• 抜粋本文:
____________
東京オリンピック公式記録映画の監督を務める、河瀬直美監督(52)が25日、国連教育科学文化機関(ユネスコ)から、日本人として5人目、また日本人女性で初めてユネスコ親善大使に任命された。同監督はこの日、フランス・パリのユネスコ本部でオードレ・アズレ事務局長からユネスコ親善大使任命の委嘱書を授与された。

河瀬監督は「このたび、ユネスコ親善大使に任命されましたことを大変誇りに思います」と感謝した。その上で「この地球上に暮らす、すべての人が唯一無二の存在として、その人生を謳歌(おうか)する権利を有しています。けれどあらゆる『ひずみ』の中で、特に女性の声を含む、小さな声がかき消されてゆく現実も目の当たりにします。これら多様な価値観に光を当て、たしかな命のきらめきに気づかなければならない」などと訴えた。

河瀬監督は、新型コロナウイルスの感染拡大が日本でも進んでいた20年5月、ユネスコが呼びかける世界的なオンラインディベート(討論)シリーズ「レジリアート」を日本で初めて開催。「文化とコロナウイルス~アートの力を考える~」と題し、レジリアートの認知、拡大に貢献した。また、15年のカンヌ映画祭ある視点部門でオープニング上映された「あん」など、あらゆる年代の女性の生活に焦点を当てた映画によって、人類への理解を深めるきっかけを提供したことなどが評価された。
____________
(インスタンスごとの位置特定ポイントデータ)

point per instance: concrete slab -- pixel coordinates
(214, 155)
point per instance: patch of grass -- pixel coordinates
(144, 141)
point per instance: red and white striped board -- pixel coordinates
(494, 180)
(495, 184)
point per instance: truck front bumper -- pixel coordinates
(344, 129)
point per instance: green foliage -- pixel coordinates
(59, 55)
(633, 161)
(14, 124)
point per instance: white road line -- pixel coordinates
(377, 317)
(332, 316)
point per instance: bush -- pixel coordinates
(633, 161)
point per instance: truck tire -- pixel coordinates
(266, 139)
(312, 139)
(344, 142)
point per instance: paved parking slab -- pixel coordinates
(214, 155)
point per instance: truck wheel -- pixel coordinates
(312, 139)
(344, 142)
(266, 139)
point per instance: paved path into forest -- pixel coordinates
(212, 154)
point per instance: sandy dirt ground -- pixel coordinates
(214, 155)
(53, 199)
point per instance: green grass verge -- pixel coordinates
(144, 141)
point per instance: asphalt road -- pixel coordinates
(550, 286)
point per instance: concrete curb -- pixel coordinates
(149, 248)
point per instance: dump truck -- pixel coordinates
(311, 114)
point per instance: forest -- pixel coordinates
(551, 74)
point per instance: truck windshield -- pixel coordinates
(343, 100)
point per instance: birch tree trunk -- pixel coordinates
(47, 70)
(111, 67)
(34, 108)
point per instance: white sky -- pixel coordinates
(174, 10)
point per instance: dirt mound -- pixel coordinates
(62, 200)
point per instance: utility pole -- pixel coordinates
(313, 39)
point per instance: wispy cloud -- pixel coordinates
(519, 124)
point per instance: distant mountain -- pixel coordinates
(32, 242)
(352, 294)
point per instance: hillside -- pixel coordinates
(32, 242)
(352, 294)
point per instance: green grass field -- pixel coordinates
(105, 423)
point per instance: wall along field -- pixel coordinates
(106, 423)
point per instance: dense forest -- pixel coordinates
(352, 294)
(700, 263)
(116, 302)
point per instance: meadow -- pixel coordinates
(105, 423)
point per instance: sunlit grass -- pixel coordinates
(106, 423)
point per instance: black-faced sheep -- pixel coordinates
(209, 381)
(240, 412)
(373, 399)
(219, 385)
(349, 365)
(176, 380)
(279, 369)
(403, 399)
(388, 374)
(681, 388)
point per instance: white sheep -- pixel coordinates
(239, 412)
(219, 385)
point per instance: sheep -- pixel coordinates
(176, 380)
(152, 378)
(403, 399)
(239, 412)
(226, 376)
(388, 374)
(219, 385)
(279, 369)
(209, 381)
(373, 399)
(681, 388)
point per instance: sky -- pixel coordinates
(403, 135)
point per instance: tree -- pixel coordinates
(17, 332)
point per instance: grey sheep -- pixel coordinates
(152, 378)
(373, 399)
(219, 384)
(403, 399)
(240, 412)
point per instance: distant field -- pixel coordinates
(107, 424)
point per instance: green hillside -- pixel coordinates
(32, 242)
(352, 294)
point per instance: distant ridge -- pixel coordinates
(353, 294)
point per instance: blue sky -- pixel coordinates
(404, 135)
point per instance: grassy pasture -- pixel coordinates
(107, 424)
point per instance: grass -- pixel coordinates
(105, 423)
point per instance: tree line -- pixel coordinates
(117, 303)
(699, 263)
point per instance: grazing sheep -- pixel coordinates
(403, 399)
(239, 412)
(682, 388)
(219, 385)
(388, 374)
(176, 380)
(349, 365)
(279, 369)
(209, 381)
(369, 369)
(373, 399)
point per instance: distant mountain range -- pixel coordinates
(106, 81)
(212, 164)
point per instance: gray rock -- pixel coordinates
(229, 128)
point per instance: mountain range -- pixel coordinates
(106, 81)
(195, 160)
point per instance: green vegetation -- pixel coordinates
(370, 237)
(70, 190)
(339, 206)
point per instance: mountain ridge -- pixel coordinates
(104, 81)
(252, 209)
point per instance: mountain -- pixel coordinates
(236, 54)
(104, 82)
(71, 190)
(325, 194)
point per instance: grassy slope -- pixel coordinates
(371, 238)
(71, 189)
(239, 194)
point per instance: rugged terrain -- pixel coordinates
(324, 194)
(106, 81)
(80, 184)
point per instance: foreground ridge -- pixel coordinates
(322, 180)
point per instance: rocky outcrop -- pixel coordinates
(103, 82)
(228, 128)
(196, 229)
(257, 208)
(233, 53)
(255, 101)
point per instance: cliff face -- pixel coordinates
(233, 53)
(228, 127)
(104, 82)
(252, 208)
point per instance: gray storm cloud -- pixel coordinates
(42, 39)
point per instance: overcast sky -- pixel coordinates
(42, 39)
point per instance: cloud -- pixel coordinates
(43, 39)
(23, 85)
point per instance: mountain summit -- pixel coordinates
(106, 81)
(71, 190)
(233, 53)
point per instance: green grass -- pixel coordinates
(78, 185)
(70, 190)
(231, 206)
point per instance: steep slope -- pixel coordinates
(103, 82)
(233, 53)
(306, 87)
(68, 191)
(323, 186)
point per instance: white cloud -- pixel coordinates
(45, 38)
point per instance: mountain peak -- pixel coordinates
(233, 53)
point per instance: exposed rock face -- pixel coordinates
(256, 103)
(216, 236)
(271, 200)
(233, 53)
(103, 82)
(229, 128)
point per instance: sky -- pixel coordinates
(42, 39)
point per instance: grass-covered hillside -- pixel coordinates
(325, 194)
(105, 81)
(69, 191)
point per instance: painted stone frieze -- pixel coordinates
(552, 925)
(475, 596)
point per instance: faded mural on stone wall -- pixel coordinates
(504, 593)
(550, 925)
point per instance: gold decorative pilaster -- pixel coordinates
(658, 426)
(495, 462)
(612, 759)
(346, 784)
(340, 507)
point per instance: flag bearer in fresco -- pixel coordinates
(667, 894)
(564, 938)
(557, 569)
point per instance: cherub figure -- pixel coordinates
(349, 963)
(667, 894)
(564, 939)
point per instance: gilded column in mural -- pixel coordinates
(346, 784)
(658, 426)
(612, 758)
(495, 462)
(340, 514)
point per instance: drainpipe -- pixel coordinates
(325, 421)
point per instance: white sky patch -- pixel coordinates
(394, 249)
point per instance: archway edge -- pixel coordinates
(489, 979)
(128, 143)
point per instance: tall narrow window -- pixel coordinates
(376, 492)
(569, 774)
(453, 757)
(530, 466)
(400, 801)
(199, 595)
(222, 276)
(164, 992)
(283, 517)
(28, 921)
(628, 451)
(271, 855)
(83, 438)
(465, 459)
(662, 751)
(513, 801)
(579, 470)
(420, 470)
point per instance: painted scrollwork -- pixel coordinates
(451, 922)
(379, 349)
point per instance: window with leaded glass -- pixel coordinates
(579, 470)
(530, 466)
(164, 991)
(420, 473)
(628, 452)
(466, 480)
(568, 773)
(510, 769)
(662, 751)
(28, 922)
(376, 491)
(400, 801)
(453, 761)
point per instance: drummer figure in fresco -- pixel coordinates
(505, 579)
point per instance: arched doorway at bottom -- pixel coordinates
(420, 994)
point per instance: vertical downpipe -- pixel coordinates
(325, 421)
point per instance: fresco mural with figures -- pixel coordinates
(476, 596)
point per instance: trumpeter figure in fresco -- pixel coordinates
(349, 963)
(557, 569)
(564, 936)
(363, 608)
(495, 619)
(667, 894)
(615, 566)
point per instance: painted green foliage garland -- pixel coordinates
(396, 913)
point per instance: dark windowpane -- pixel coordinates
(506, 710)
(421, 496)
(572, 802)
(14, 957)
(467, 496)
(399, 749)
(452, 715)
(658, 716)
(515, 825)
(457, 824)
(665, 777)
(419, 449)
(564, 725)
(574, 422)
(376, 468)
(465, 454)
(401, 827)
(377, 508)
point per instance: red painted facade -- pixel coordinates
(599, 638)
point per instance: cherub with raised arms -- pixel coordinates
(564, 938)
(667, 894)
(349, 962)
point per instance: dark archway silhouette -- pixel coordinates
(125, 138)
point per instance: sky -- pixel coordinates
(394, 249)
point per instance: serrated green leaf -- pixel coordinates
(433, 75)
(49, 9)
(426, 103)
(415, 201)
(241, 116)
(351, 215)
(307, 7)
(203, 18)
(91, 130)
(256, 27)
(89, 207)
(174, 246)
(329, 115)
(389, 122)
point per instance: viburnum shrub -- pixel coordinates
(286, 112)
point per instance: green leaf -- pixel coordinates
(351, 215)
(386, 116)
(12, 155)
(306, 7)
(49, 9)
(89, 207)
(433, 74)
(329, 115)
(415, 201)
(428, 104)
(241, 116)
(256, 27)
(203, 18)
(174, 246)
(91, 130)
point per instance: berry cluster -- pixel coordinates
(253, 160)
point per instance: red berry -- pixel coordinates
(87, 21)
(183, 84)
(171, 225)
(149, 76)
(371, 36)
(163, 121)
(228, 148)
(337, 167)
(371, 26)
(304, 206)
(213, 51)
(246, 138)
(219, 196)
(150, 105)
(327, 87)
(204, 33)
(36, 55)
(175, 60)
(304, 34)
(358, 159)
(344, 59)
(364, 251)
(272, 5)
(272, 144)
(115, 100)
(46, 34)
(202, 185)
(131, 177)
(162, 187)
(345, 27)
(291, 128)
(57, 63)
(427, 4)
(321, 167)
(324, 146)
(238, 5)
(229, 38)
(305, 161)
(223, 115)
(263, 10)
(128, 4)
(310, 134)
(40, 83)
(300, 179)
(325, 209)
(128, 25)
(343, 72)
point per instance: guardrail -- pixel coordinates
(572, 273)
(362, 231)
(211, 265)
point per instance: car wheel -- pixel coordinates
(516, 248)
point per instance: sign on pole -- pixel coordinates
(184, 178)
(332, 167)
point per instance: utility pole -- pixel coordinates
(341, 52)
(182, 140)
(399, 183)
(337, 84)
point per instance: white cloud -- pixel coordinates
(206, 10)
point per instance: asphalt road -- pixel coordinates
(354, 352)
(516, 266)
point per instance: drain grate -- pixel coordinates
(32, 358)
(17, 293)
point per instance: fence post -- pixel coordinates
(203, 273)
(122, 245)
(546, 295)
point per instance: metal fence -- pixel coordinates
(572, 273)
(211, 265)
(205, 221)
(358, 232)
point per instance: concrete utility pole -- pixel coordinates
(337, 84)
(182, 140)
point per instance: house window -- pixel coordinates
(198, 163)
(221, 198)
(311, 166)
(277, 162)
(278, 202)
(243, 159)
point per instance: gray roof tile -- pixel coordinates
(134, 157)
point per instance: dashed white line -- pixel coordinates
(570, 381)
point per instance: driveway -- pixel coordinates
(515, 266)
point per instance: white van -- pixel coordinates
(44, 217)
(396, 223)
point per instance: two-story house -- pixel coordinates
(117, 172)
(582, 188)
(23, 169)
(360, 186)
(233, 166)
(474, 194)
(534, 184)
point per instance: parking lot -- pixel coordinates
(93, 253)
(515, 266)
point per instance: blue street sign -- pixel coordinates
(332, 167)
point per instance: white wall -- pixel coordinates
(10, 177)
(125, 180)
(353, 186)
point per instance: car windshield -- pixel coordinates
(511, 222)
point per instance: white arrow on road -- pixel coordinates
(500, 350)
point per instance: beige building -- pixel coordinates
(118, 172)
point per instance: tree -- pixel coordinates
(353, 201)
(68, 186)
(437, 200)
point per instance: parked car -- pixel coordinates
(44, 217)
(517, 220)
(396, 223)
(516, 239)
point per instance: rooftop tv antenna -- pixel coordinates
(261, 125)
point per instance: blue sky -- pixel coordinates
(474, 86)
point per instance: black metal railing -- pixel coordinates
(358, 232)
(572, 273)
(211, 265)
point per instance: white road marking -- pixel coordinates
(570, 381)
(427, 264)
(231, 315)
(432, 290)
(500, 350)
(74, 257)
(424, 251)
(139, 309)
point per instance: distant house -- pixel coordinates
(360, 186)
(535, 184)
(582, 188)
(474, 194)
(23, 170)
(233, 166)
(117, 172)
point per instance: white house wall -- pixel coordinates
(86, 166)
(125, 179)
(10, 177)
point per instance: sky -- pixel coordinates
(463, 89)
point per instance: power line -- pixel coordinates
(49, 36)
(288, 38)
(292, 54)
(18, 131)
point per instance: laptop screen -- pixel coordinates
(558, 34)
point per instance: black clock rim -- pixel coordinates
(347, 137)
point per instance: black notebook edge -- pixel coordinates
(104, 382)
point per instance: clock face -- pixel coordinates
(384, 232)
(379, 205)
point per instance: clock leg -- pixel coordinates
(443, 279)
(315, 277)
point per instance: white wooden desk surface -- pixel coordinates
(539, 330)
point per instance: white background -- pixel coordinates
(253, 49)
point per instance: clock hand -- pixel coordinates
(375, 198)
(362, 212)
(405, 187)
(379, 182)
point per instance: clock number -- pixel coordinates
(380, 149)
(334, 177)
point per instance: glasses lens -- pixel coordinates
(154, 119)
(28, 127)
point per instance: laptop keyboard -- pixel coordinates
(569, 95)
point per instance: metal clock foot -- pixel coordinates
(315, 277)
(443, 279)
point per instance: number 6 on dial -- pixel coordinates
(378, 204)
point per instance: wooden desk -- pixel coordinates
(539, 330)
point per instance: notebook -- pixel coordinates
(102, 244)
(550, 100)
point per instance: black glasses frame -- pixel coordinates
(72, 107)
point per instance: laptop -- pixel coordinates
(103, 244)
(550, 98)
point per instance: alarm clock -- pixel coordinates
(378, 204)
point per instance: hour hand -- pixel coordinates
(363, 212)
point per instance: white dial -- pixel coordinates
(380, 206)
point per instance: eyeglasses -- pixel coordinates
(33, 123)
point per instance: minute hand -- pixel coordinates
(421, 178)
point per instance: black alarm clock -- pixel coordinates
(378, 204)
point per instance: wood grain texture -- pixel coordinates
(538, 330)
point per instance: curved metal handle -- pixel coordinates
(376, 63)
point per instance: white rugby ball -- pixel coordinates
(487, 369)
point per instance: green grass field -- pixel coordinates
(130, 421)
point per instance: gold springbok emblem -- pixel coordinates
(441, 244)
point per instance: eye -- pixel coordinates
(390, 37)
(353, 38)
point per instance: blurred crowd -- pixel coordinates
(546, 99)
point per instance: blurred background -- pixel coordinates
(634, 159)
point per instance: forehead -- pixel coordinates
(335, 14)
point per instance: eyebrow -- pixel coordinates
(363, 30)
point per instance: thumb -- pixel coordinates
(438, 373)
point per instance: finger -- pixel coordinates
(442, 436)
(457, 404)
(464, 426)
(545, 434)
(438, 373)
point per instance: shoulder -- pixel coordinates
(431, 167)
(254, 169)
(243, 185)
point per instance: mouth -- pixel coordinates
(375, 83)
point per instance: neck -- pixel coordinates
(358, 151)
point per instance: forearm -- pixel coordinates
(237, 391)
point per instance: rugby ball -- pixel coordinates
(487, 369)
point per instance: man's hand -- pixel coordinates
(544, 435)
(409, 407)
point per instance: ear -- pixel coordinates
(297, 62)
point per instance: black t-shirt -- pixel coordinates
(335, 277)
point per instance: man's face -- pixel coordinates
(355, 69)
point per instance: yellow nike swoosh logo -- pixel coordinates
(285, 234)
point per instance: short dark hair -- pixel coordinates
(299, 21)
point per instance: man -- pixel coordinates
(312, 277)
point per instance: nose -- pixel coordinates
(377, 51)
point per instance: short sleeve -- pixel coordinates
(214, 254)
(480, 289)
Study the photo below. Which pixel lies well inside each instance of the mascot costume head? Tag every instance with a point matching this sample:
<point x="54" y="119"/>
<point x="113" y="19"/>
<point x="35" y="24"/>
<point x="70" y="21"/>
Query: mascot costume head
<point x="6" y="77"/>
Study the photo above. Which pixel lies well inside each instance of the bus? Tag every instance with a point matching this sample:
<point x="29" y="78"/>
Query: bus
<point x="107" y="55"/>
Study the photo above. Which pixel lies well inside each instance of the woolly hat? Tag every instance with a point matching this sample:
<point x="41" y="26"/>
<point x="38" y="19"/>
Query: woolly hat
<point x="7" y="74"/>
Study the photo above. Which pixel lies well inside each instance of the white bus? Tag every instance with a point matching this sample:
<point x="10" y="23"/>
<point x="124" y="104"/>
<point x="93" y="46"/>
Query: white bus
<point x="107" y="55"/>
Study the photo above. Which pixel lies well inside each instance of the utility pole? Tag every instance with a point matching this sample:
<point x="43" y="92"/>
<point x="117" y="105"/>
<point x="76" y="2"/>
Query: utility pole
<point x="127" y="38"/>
____________
• 取り組む内容:
a) 河瀬直美監督のユネスコ親善大使任命についての本文を、2文で要約してください。
b) 河瀬直美監督のユネスコ親善大使任命についての本文を、最後の文の後から書き継いでください。
これらの記録は、河瀬直美監督のユネスコ親善大使任命についての本文とは関係がありません。

• 想定される回答:
a) 東京オリンピック公式記録映画の監督を務める河瀬直美監督が25日、日本人女性で初めてユネスコ親善大使に任命され、パリのユネスコ本部でアズレ事務局長から委嘱書を授与された。河瀬監督は、20年5月にユネスコのオンラインディベートシリーズ「レジリアート」を日本で初めて開催したことや、あらゆる年代の女性の生活に焦点を当てた映画で人類への理解を深めるきっかけを提供したことなどが評価された。

b)
河瀬監督は「人類の根源的に豊かな営みを1000年先にも、またそのずっと先にもつないでゆきたい。映画や映像制作を通じて、物語の中に、人類の豊かな未来を創造すべく、親善大使としての任を全うしたいと思います」と抱負を語った。

また、26日には、カタロニア文化の国際的な振興を支援した貢献者に対して、アンドラ政府とラモン・リュイ・ファンデーション1から共同授与される「Ramon Llull Prize」(ラモン・リュイ・プライズ)を日本人女性として初めて受賞し、授賞式に参加する。

さらに、ユネスコ親善大使の活動として、22年夏に再開される文化交流プログラム「Grand Voyage with Africa」では、プログラムアートディレクターとしてアフリカ5カ国から選ばれた若手女性映画作家10名との映画ワークショップを統括する。